QUOTED PASSAGE START

We really enjoyed our week on Prince Edward Island. Such a pretty island. All the same we were ready to move on so back across the Confederation Bridge we went. This time we had to pay. The total fee was $63. Not too bad for us tourists but the locals must cringe when they have to leave the Island regularly.
|Toll Booth for the Confederation Bridge|
|Up and over the navigation portion. Higher for passing ships.|
|Lots of boats around the bridge. Must be good fishing.|
|Off the bridge and into New Brunswick|
We headed down New Brunswick Hwy 16 until we came to the junction that took us into Nova Scotia on Hwy 104. We pulled in at the Tourism stop just inside Nova Scotia and got an armload of books, brochures and maps then headed out on a very good divided highway. We did have to pay a toll ($5.25) for a portion of it but we driven enough secondary highways lately and wanted to give the truck and trailer a break for the battering they've been taking.
|Several miles later we cross into Nova Scotia.|
|Beautiful wide and smooth highways for a change.|
|Across some lovely countryside|
|The bridge across the Canso Causeway that separates Cape Breton Island from the mainland of Nova Scotia.|
|Nice rolling hills on our way to the campground.|
|The lake view from our campground at Bras d'or Lake. This is a saltwater 'lake' that is attached to the ocean through a couple of narrow channels. It has a lot of fresh water coming into it so the salt content is much lower than the open ocean.|
|Sunset on our first night on Cape Breton. Thanks for the welcome!|
Thursday, September 6
This was a very windy and somewhat cooler day so we decided to look for activities out of the weather. We headed north and east toward Sydney Mines, Sydney and Glace Bay.....all were along the northeast shore of Cape Breton.

QUOTED PASSAGE END
PROVIDED RECORDS START

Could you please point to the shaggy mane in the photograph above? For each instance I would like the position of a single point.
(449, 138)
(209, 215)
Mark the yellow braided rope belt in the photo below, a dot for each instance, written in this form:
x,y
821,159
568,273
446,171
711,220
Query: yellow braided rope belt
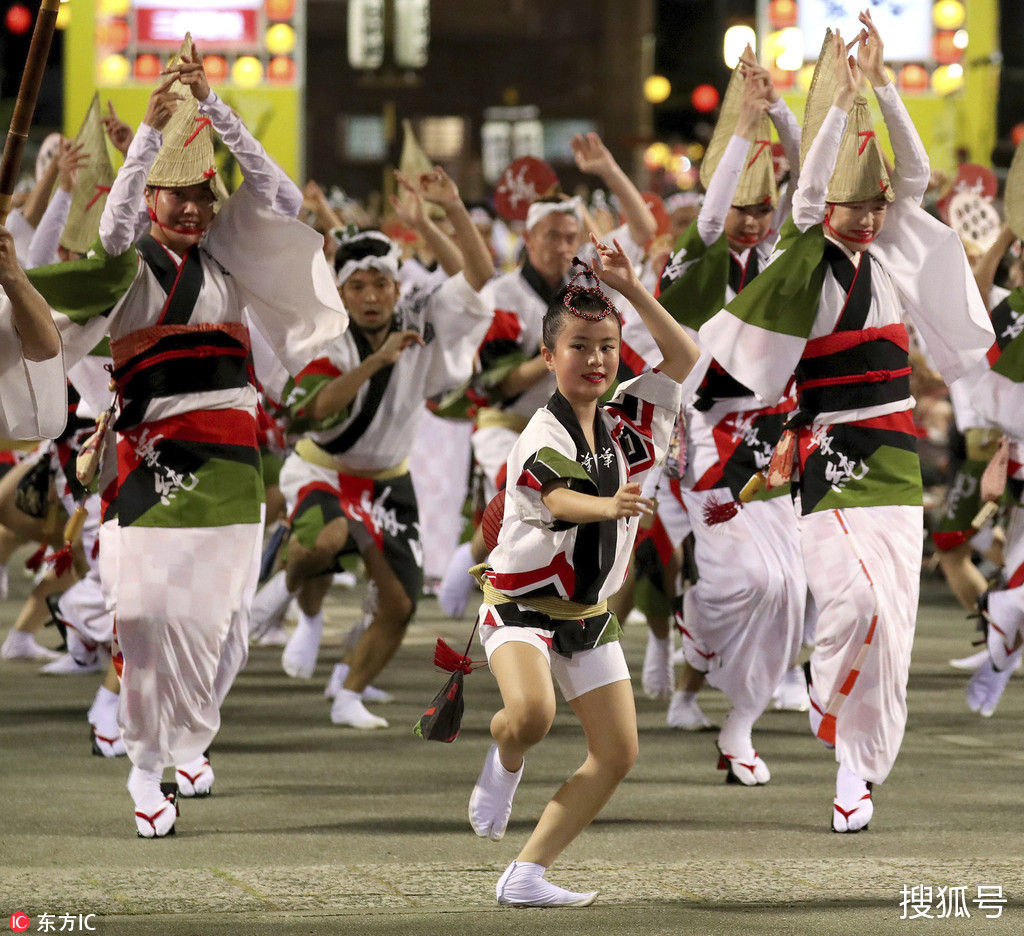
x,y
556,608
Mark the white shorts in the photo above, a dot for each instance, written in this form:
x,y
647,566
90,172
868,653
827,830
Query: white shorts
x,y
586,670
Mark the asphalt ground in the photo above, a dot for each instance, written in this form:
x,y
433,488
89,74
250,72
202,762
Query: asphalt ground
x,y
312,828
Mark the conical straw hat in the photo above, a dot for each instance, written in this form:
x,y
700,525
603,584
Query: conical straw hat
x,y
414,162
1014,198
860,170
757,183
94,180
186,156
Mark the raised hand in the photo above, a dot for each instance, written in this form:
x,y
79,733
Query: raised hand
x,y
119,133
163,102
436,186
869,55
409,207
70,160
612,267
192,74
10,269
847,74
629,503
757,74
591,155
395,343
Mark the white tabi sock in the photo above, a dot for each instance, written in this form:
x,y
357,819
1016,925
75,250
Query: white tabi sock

PROVIDED RECORDS END
PROVIDED RECORDS START

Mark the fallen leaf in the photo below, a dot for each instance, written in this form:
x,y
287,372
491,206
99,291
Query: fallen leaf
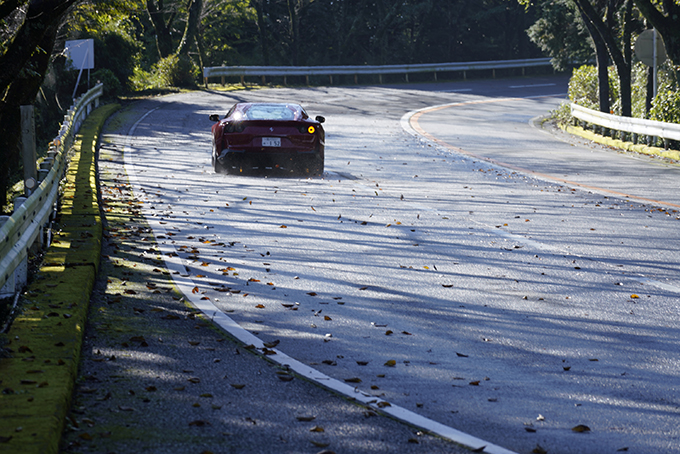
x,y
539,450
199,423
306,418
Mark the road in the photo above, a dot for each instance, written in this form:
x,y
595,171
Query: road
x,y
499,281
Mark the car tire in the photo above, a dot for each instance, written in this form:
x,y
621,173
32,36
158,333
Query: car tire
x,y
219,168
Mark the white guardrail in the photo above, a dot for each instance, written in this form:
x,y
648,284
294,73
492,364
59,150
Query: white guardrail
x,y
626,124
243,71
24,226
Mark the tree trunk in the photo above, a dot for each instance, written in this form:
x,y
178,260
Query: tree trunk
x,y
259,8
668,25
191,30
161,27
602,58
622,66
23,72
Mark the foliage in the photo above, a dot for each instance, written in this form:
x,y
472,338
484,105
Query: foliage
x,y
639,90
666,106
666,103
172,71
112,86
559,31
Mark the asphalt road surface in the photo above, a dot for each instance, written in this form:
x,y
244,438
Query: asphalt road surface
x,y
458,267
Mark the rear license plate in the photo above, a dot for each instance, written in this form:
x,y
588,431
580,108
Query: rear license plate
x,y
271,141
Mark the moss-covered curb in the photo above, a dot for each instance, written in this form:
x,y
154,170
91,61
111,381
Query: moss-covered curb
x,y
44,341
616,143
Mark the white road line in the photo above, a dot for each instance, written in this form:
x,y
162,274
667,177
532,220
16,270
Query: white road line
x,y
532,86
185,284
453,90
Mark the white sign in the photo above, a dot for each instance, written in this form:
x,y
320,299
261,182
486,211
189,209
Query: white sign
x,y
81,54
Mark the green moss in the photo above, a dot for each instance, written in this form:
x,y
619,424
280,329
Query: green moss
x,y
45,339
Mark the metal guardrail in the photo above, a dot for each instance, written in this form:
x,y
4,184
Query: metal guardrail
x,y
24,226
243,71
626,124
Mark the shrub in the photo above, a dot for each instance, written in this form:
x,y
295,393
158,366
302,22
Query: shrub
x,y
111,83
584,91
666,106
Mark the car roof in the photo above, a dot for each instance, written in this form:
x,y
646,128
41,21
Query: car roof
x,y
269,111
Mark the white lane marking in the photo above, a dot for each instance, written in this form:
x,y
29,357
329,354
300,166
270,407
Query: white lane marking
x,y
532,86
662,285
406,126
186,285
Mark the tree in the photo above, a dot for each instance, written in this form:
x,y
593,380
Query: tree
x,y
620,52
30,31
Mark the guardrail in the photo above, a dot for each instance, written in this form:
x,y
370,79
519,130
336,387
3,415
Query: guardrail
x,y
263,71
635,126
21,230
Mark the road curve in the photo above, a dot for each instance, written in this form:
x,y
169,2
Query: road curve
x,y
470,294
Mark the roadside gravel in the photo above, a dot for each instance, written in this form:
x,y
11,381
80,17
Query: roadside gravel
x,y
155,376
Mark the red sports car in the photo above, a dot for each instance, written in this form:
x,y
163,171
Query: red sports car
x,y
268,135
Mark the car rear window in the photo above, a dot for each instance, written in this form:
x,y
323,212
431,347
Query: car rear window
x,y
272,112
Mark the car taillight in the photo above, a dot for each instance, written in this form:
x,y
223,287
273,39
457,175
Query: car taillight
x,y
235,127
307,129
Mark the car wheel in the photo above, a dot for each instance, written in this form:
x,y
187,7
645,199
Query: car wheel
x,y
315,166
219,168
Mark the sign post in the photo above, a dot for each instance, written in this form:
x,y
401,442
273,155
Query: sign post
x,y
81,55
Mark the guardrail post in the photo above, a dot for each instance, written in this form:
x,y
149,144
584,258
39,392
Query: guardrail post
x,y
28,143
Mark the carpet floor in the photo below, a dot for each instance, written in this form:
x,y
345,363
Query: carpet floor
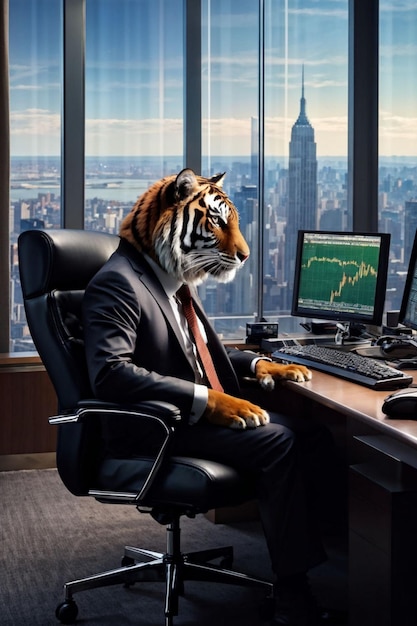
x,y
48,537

PROVIDED RECORDS END

## [BRIEF 1]
Translate this sentence from the road-trip journal into Spanish: "It has a lot of fresh water coming into it so the salt content is much lower than the open ocean."
## [BRIEF 2]
Carry the road-trip journal forward from its last sentence.
The listing is separate material and is not part of the road-trip journal.

## [TASK RESULT 1]
Recibe mucha agua dulce, por lo que su contenido de sal es mucho más bajo que el del mar abierto.

## [TASK RESULT 2]
|Beautiful scenery along the way|
|The open ocean in the distance.|
|Very nice bridge over an inlet that we crossed|
|Town clock in Sydney Mines|
|This historic building has served many purposes including a Post Office. Today it is the Police Station.|
|Police Station in Sydney Mines|
|Miners Museum in Glace Bay|
|I took in the underground tour. Our guides name was Wish Donovan. What a guy. He had a million stories. He worked in the coal mines for 35 years, as did his father.|
|A coal seam.|
|Rats in a lunch pail. Rats played an important roll in the coal mines. The miners would sometimes feed them. If rats started out of the mine the miners soon followed as the rats could sense a problem long before the men.|
|Coal seam face. Of all the coal mines in the area (at one time there were over 50) only one remains in operation today.|
|A reminder of the dangerous work in a coal mine.|
|Tools of the trade. In the early days the miner had to buy his tools, clothes, and blasting powder. They only got paid by the ton of coal they actually got to the surface.|
|Assortment of mining lanterns through the years. Open flame lamps were used in the early days in spite of dangerous and explosive methane gas common in coal mines.|
|Glace Bay harbour|
|The old Town Hall in Glace Bay that is now a museum. Upstairs they have a great display of Marconi artifacts. Marconi transmitted the first trans-Atlantic radio message from Glace Bay on December 15, 1902.|
|Some of the huge vacuum tubes in his transmitter.|
|Old Marconi radios|
|Morse code transmitter at the Museum.|
|The original site of the Marconi radio towers at Table Head outside of Glace Bay. (See below)|
|The old Marconi radio transmission site. All that is left are old foundations of buildings and radio towers.|
|Cliffs near the Marconi radio site|
|A huge church near Sydney.|
|A rather shaky shot of the Sydney Harbour. Cruise ships and the Newfoundland Ferry dock on the far shore.|
Lots more to see on Cape Breton Island.
......and that was Our View From Here!